**Exercise goal**
Transcribe, word for word, the line containing "hand as a single point per instance." and each line following it through the end of the listing below. Omit all other lines.
--- START OF Extracted entries ---
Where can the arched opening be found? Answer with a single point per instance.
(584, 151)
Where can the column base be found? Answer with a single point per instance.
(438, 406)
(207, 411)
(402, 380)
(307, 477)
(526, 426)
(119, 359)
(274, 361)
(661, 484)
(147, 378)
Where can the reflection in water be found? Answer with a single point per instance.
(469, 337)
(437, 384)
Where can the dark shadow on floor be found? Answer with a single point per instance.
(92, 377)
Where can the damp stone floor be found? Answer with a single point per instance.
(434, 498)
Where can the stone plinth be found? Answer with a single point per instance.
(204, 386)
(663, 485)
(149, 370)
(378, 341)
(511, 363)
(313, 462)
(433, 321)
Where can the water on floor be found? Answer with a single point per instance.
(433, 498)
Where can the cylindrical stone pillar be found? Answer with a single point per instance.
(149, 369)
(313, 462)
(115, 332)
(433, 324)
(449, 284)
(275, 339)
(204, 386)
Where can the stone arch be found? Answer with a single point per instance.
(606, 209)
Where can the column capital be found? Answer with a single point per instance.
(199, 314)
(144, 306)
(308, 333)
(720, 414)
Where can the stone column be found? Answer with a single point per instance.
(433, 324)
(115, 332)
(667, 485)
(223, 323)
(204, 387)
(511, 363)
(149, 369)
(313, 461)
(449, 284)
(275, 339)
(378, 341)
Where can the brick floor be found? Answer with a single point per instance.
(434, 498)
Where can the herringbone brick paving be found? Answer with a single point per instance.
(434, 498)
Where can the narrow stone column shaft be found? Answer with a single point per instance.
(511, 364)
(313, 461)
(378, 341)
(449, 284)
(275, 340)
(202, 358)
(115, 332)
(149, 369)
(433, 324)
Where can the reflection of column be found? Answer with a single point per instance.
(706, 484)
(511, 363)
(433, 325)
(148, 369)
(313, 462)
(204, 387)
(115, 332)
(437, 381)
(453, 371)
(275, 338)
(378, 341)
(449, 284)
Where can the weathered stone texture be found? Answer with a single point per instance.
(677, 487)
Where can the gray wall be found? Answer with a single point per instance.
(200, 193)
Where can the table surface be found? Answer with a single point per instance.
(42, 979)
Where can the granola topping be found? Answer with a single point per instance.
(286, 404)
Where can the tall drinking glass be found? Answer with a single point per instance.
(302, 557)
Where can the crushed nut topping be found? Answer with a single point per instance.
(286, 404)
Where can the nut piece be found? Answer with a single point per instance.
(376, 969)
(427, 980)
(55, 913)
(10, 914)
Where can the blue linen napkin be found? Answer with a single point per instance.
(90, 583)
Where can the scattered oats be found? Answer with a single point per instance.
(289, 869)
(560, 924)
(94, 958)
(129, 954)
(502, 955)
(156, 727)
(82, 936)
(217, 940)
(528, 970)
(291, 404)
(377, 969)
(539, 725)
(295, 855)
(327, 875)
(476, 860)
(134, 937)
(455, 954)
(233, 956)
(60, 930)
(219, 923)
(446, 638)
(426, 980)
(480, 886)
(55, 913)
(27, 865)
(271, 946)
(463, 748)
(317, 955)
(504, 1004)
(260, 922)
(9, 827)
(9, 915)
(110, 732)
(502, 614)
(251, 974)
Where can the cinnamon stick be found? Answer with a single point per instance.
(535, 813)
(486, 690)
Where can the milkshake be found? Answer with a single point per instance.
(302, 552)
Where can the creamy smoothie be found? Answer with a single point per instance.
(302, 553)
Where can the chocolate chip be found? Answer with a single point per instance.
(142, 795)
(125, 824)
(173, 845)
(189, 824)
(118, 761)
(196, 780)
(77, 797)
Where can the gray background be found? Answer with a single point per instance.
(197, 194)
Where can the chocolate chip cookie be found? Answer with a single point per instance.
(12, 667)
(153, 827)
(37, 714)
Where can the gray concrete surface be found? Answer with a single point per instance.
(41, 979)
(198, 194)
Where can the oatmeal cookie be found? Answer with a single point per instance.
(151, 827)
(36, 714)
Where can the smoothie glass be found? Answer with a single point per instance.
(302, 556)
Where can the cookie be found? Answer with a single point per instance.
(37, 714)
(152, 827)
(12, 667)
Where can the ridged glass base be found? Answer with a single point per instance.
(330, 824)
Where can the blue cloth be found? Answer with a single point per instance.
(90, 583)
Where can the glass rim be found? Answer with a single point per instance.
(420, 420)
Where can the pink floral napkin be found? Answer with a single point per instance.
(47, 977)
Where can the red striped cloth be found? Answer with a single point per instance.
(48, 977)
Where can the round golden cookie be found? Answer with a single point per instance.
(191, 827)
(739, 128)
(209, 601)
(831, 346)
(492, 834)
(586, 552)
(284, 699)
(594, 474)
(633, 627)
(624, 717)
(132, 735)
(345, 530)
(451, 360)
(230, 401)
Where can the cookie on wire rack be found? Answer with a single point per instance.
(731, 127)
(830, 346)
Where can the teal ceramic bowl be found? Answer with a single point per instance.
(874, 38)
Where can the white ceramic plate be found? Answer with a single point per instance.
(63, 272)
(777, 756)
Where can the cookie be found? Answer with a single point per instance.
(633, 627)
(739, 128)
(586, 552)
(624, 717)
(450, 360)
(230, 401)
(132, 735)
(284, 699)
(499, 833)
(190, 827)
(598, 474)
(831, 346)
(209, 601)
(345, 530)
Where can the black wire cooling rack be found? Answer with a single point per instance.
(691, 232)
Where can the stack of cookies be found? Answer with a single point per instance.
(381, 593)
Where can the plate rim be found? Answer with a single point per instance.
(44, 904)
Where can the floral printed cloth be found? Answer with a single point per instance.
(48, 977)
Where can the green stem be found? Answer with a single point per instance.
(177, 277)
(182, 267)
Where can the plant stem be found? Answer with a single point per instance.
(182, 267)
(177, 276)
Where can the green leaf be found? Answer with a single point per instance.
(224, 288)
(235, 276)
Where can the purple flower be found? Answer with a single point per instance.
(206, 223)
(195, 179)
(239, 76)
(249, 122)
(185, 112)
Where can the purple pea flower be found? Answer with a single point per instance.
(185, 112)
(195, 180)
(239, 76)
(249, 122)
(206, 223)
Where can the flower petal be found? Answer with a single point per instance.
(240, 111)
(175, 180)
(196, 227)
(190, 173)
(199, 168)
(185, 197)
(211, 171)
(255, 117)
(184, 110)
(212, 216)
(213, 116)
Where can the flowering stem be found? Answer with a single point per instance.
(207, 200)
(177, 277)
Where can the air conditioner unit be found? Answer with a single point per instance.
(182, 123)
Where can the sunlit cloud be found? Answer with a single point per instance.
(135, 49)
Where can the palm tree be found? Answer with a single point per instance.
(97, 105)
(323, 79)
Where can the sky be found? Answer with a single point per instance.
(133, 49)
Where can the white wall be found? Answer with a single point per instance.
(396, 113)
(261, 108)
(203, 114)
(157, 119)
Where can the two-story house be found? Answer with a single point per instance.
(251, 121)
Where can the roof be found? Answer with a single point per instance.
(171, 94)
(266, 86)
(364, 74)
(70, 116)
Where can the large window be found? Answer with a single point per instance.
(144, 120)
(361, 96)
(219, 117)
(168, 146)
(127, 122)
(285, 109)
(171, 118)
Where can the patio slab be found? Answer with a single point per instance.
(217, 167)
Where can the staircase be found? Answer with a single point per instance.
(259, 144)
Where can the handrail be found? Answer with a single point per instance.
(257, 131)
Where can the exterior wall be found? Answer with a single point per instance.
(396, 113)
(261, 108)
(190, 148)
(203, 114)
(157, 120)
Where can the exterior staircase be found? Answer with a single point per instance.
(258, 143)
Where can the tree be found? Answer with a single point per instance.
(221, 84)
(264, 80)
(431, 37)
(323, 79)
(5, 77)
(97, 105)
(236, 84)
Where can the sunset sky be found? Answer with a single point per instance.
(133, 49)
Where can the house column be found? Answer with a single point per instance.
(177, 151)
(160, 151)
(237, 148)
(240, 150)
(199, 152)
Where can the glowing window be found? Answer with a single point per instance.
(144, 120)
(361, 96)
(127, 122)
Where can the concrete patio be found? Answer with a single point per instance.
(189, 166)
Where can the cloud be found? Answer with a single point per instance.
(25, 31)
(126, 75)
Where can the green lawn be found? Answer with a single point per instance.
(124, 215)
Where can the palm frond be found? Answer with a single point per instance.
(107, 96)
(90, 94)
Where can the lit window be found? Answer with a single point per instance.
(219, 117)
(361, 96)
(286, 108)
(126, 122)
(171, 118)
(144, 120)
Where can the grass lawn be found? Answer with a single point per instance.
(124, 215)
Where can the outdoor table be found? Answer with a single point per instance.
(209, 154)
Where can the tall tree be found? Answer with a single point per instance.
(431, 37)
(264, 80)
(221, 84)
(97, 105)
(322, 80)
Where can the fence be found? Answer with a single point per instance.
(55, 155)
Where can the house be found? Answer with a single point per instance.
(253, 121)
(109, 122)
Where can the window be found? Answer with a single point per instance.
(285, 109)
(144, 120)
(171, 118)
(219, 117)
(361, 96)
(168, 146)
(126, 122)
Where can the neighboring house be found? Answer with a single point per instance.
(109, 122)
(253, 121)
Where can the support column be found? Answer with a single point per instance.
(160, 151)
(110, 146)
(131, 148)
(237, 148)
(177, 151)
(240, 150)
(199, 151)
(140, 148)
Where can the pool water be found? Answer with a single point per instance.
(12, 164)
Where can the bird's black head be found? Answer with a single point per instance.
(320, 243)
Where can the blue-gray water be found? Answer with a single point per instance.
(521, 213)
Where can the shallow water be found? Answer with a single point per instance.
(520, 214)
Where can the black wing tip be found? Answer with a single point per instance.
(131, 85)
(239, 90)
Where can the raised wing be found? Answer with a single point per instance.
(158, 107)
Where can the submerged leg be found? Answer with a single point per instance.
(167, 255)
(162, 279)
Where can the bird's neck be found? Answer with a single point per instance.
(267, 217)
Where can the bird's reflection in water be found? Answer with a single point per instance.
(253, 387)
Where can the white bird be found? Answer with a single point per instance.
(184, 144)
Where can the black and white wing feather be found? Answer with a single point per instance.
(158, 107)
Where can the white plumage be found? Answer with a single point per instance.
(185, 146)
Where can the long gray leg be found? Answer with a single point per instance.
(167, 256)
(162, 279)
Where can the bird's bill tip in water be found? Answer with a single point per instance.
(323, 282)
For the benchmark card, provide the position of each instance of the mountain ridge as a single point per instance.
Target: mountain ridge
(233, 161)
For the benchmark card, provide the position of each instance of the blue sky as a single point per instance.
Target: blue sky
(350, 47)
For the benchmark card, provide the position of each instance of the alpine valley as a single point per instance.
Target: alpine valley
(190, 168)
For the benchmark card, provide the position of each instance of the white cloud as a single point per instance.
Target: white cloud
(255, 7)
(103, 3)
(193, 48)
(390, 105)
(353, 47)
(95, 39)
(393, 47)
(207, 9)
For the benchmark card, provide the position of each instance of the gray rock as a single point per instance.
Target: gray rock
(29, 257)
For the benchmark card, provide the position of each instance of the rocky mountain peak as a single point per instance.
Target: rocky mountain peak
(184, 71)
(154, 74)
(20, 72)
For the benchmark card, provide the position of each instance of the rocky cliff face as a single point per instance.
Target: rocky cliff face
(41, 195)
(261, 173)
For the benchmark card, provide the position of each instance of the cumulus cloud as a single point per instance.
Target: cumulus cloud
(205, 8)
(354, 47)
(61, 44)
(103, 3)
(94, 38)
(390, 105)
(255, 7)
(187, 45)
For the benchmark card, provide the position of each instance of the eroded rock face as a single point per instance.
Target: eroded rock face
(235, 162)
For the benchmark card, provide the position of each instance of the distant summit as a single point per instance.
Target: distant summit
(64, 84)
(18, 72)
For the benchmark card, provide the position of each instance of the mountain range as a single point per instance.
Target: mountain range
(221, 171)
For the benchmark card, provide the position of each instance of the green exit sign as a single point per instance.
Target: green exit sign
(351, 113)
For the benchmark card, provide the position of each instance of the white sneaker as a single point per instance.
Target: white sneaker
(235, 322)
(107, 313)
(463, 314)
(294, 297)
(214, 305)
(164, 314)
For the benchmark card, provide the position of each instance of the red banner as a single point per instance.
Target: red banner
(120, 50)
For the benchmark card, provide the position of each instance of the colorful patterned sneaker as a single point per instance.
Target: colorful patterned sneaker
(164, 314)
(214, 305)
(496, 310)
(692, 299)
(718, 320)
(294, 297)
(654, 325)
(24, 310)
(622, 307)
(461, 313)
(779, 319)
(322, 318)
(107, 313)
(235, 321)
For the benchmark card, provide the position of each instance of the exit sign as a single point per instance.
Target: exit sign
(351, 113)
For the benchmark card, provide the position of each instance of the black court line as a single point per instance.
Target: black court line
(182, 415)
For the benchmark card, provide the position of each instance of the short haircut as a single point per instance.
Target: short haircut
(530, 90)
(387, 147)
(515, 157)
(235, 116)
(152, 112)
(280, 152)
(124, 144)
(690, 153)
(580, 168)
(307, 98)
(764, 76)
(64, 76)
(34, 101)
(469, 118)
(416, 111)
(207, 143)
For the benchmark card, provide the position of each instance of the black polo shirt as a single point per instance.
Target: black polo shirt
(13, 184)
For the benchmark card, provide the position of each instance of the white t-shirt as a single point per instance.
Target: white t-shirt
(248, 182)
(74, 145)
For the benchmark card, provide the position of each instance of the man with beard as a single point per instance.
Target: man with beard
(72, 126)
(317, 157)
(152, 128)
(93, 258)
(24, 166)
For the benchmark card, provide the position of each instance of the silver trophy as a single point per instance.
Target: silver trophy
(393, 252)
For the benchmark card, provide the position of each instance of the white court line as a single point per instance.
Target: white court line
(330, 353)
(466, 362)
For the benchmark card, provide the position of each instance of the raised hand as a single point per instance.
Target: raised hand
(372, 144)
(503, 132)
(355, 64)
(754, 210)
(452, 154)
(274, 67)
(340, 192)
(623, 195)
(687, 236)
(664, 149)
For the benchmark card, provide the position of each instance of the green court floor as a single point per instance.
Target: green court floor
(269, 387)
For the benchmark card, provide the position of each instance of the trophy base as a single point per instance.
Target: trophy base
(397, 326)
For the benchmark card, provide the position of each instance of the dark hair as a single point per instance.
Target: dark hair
--- END OF Extracted entries ---
**Reply**
For the benchmark card, provide the position of each instance of the raised hand as a single point per instance.
Target: raised hand
(372, 144)
(503, 132)
(355, 64)
(754, 210)
(452, 154)
(274, 67)
(340, 192)
(623, 195)
(687, 236)
(664, 149)
For the benchmark card, provide the position of each instance of the green court floor as a single point per instance.
Target: green court floor
(269, 387)
For the benchmark card, provide the position of each instance of the trophy base as a single point per instance.
Target: trophy base
(397, 326)
For the benchmark card, provide the position of each instance of the dark hair as a single point per instance.
Target: dark hair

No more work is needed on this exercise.